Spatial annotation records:
* Begin *

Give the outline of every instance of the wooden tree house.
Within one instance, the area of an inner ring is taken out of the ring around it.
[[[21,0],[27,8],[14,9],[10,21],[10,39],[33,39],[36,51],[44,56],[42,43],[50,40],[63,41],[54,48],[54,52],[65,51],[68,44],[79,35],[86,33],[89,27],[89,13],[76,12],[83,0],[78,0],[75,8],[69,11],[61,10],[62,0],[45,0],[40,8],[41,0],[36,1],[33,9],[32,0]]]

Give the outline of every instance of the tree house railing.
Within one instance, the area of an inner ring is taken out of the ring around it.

* End *
* Begin *

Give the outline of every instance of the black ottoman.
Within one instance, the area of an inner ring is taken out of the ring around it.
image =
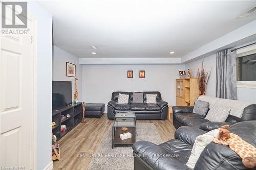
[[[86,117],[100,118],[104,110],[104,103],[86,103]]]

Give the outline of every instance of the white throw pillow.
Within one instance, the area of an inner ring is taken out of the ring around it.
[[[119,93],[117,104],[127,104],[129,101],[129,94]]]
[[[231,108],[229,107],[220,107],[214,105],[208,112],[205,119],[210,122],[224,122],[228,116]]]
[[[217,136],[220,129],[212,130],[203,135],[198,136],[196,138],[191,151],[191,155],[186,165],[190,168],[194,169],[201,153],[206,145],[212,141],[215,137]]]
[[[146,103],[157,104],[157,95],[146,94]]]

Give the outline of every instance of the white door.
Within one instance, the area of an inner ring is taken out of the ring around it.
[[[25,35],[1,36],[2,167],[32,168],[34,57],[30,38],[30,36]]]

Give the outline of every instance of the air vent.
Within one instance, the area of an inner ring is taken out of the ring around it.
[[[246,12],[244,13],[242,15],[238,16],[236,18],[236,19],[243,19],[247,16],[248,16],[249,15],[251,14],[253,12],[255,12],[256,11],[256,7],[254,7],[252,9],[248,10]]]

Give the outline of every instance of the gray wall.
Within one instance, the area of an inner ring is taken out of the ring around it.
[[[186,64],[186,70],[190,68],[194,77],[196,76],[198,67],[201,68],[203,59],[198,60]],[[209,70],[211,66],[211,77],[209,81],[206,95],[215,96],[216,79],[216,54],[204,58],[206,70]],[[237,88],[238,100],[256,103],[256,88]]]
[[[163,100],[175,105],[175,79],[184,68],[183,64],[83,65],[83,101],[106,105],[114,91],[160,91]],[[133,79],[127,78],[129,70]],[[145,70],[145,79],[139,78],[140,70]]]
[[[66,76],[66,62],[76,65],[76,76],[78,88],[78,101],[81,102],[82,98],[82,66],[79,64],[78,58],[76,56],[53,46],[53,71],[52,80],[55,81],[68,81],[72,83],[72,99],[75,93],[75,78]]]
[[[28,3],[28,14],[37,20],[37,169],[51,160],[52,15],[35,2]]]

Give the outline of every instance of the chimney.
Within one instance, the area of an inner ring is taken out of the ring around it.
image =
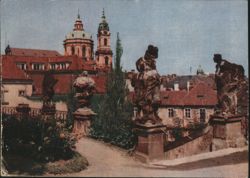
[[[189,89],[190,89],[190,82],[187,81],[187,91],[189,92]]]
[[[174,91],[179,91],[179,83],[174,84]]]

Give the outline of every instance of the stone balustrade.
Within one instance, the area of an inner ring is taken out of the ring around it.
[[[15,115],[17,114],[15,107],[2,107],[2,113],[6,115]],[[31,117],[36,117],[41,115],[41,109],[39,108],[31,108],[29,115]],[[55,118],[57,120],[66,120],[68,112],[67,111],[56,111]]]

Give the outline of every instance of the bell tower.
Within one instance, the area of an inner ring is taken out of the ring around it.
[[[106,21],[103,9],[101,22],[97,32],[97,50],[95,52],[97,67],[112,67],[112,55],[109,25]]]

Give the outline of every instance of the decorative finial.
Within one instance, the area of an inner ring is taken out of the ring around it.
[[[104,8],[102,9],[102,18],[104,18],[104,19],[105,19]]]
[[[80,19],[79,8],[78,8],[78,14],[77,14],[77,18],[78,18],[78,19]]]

* End *

## AIM
Gather every line of the items that contains the word "white" and copy each one out in full.

## TASK ANSWER
Give the outline of every instance of the white throw pillow.
Give the outline of every instance of the white door.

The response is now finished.